● Task details
Show, from the entries below, every line in which "grille" appears.

### Supplied entries ###

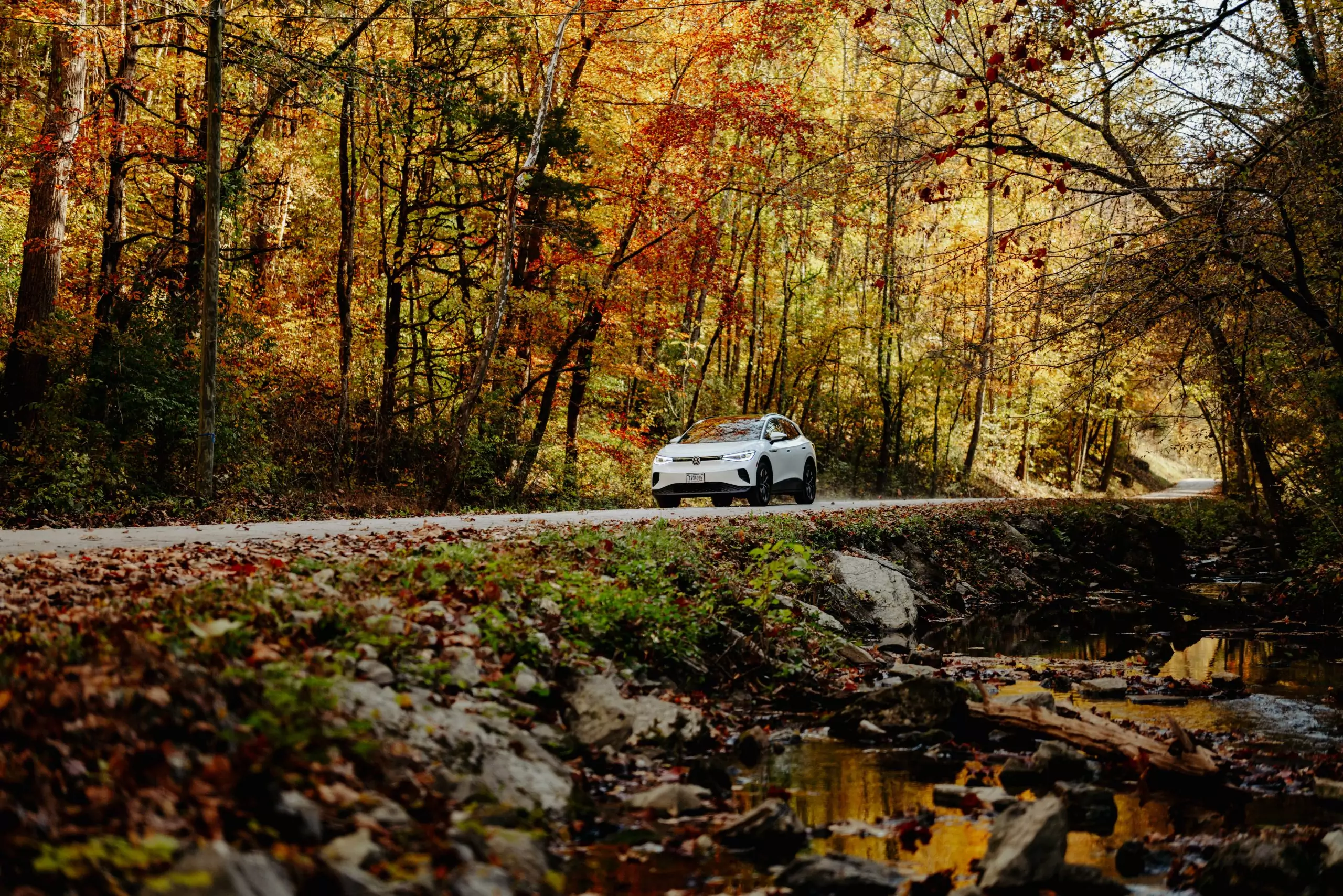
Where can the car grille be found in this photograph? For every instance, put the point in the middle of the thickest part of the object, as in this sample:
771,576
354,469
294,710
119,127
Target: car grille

###

● The answer
Where can the car grille be found in this photograph? For every instance, put the point in the middle of the thickest part of the object, as in this sample:
Target: car grille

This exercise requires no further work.